START Given text

US economist Edmund S. Phelps won the 2006 Nobel Economics Prize
Monday for work on trade-offs in macroeconomic policy, the Nobel
jury said, noting that his work had improved understanding of how
policy affected welfare for present and future generations.
His work has "deepened our understanding of the relation between
short-run and long-run effects of economic policy" and has had "a
decisive impact on economic research as well as policy", the jury
said.
Phelps, 73, is a professor of political economy at Columbia
University in New York.
His research has shown that although full employment, stable
prices and rapid growth are central goals of economic policy,
trade-offs sometimes need to be made between the consumption of
current and future generations.
"He has emphasized that not only the issue of savings and
capital formation but also the balance between inflation and
unemployment are fundamentally issues about the distribution of
welfare over time," the Nobel committee said.

END Given text
START Record extracts

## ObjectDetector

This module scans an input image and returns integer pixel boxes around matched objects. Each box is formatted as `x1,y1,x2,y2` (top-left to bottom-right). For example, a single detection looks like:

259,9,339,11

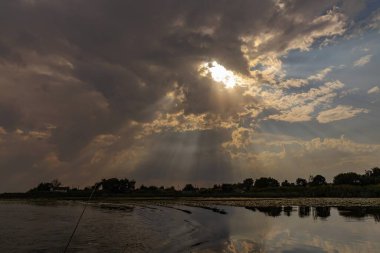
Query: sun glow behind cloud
199,61,236,88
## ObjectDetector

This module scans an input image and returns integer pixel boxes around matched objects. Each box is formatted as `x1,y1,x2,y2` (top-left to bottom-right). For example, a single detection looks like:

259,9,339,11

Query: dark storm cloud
0,0,370,191
131,130,234,186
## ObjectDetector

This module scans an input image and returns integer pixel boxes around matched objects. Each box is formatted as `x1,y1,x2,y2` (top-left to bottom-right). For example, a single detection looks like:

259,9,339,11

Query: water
0,201,380,252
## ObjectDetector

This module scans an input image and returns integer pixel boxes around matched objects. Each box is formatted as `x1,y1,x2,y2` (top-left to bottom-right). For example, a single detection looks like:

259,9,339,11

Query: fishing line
63,184,99,253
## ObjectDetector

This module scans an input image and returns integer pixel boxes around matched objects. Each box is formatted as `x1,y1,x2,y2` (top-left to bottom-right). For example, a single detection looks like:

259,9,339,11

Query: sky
0,0,380,192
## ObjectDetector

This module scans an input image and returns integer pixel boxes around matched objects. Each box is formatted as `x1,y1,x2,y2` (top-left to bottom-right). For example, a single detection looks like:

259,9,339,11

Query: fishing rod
63,183,101,253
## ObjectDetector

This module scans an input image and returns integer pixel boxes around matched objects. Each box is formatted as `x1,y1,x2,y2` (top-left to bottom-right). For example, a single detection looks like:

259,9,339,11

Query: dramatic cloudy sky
0,0,380,192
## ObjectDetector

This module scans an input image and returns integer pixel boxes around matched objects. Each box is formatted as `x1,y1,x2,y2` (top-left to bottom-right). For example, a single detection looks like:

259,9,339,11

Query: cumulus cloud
354,54,372,67
317,105,369,123
367,86,380,94
0,0,376,191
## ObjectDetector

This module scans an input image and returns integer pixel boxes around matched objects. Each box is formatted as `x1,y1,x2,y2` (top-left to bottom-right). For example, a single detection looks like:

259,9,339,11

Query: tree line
24,167,380,196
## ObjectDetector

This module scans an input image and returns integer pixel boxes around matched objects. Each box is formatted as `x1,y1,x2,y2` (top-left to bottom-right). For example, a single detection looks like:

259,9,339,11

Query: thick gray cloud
0,0,378,191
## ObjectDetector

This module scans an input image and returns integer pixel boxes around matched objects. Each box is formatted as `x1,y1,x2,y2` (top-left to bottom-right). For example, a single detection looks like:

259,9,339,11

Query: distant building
50,187,70,192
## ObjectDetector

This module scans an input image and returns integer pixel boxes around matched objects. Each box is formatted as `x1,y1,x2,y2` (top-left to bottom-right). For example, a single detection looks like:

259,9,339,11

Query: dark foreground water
0,201,380,253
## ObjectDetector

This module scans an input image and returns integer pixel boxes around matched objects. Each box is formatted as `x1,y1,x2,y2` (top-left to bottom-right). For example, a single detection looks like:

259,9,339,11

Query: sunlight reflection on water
0,202,380,252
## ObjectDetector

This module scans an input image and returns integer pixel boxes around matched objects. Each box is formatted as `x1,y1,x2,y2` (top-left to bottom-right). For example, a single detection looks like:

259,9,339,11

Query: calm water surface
0,201,380,252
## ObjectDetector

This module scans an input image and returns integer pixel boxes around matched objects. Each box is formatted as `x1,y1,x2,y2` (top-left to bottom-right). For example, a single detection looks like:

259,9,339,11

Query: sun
201,61,236,88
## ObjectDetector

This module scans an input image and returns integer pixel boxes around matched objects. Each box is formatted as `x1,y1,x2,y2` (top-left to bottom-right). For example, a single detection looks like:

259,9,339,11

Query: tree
310,175,326,185
254,177,280,188
281,180,291,187
333,172,361,185
296,178,307,186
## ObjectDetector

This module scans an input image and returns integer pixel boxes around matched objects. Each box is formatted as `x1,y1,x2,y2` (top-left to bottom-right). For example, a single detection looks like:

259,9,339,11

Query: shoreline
0,197,380,207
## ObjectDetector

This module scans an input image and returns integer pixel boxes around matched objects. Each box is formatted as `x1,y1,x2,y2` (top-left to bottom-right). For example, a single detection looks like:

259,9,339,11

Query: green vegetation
0,167,380,198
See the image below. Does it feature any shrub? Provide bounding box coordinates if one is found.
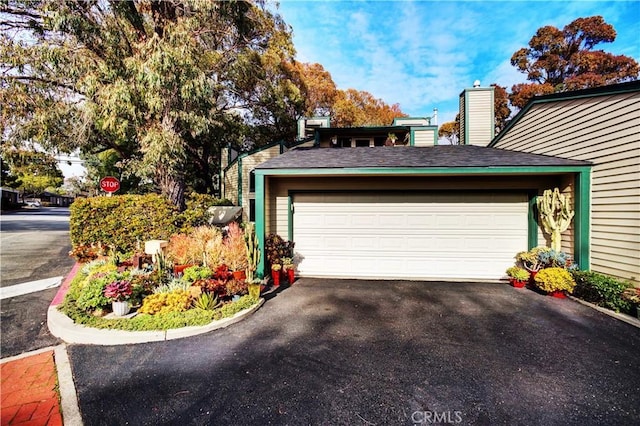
[182,266,213,283]
[69,194,178,255]
[166,234,202,265]
[76,277,112,311]
[138,290,191,315]
[221,222,249,271]
[572,271,633,313]
[533,268,576,293]
[506,266,529,281]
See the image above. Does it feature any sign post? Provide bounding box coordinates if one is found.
[100,176,120,197]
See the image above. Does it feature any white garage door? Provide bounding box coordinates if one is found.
[293,193,528,279]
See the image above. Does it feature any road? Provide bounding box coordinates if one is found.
[0,207,74,358]
[0,207,74,287]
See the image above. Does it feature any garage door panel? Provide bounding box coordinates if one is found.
[293,194,528,279]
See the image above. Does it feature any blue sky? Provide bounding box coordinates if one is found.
[277,0,640,124]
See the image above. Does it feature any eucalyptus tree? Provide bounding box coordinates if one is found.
[0,0,304,207]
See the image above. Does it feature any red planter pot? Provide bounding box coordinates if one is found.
[233,271,247,281]
[286,269,296,284]
[173,264,195,275]
[511,280,527,288]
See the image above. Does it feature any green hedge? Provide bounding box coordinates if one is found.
[69,193,232,261]
[572,271,634,314]
[69,194,180,253]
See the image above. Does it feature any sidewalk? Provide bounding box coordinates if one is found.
[0,264,82,426]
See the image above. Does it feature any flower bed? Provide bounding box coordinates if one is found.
[59,223,263,331]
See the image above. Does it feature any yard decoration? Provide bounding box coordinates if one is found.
[536,188,575,252]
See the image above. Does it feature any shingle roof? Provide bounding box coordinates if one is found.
[257,145,591,169]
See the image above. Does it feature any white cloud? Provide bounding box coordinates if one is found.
[281,1,640,123]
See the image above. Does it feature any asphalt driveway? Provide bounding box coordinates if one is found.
[68,279,640,425]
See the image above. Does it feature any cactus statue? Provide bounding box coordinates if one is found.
[244,222,260,282]
[536,188,575,252]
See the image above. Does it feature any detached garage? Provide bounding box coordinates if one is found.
[255,145,590,280]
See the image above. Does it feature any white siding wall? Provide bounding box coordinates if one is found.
[413,126,438,146]
[496,92,640,284]
[460,88,495,146]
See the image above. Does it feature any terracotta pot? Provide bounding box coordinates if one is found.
[111,300,131,317]
[249,284,260,299]
[271,269,280,287]
[173,264,195,275]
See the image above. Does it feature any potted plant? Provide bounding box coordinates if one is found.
[271,263,282,287]
[507,266,529,288]
[282,257,296,284]
[104,280,133,316]
[167,234,202,275]
[221,222,248,280]
[533,268,576,298]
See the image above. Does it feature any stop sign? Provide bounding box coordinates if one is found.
[100,176,120,193]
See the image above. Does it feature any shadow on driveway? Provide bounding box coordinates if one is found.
[69,279,640,425]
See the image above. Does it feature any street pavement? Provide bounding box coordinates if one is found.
[68,278,640,425]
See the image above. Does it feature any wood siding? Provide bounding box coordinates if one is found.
[236,145,280,221]
[222,163,238,205]
[460,89,495,146]
[495,92,640,284]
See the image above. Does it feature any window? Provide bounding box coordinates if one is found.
[249,170,256,192]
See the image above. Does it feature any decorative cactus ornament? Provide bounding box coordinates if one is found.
[244,222,260,282]
[536,188,575,252]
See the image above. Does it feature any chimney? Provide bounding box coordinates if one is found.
[460,80,495,146]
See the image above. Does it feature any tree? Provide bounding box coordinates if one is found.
[509,16,639,108]
[295,62,338,117]
[2,149,64,194]
[331,89,407,127]
[0,0,304,208]
[491,83,511,134]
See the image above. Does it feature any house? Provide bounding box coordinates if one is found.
[489,81,640,285]
[224,82,640,282]
[220,116,438,221]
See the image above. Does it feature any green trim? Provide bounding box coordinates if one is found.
[287,191,293,241]
[238,157,243,207]
[573,169,591,270]
[527,191,538,250]
[256,166,591,176]
[256,173,266,277]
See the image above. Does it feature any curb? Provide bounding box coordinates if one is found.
[47,298,264,346]
[568,295,640,328]
[53,344,82,426]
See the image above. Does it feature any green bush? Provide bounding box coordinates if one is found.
[69,194,179,252]
[533,268,576,293]
[572,271,633,313]
[69,194,231,261]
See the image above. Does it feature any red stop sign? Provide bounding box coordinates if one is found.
[100,176,120,192]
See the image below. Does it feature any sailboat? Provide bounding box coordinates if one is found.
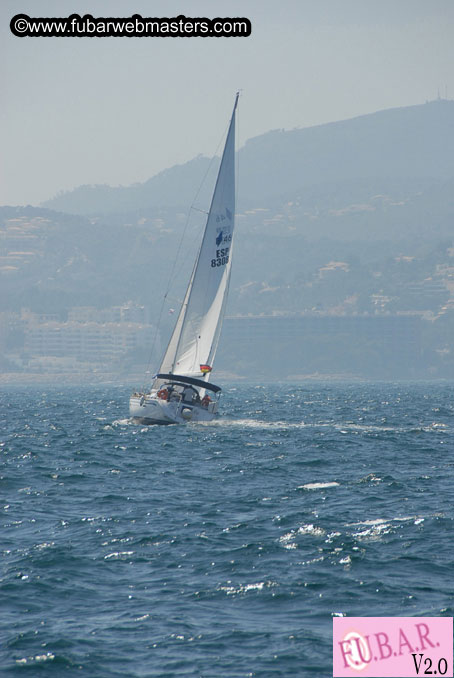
[129,93,239,424]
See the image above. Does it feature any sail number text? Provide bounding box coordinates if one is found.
[211,247,230,268]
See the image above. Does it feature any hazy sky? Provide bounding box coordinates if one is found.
[0,0,454,205]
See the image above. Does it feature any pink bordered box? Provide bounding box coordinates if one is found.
[333,617,453,678]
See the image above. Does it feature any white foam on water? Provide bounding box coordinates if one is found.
[298,481,339,490]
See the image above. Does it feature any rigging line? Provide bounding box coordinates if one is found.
[143,113,228,391]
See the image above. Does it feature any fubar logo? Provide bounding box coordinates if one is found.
[333,617,453,678]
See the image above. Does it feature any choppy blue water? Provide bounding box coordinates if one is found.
[0,384,454,678]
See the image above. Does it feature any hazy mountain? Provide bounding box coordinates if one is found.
[44,100,454,223]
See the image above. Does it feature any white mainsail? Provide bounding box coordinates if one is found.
[154,94,238,388]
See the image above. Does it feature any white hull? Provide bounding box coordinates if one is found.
[129,393,217,424]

END Record extracts

#### Exercise goal:
Reproduce the Nobel Prize text word for word, in full. The entries are unrelated to the text about Edmund S. Phelps and the Nobel Economics Prize and stand as separate material.

#### Answer section:
US economist Edmund S. Phelps won the 2006 Nobel Economics Prize
Monday for work on trade-offs in macroeconomic policy, the Nobel
jury said, noting that his work had improved understanding of how
policy affected welfare for present and future generations.
His work has "deepened our understanding of the relation between
short-run and long-run effects of economic policy" and has had "a
decisive impact on economic research as well as policy", the jury
said.
Phelps, 73, is a professor of political economy at Columbia
University in New York.
His research has shown that although full employment, stable
prices and rapid growth are central goals of economic policy,
trade-offs sometimes need to be made between the consumption of
current and future generations.
"He has emphasized that not only the issue of savings and
capital formation but also the balance between inflation and
unemployment are fundamentally issues about the distribution of
welfare over time," the Nobel committee said.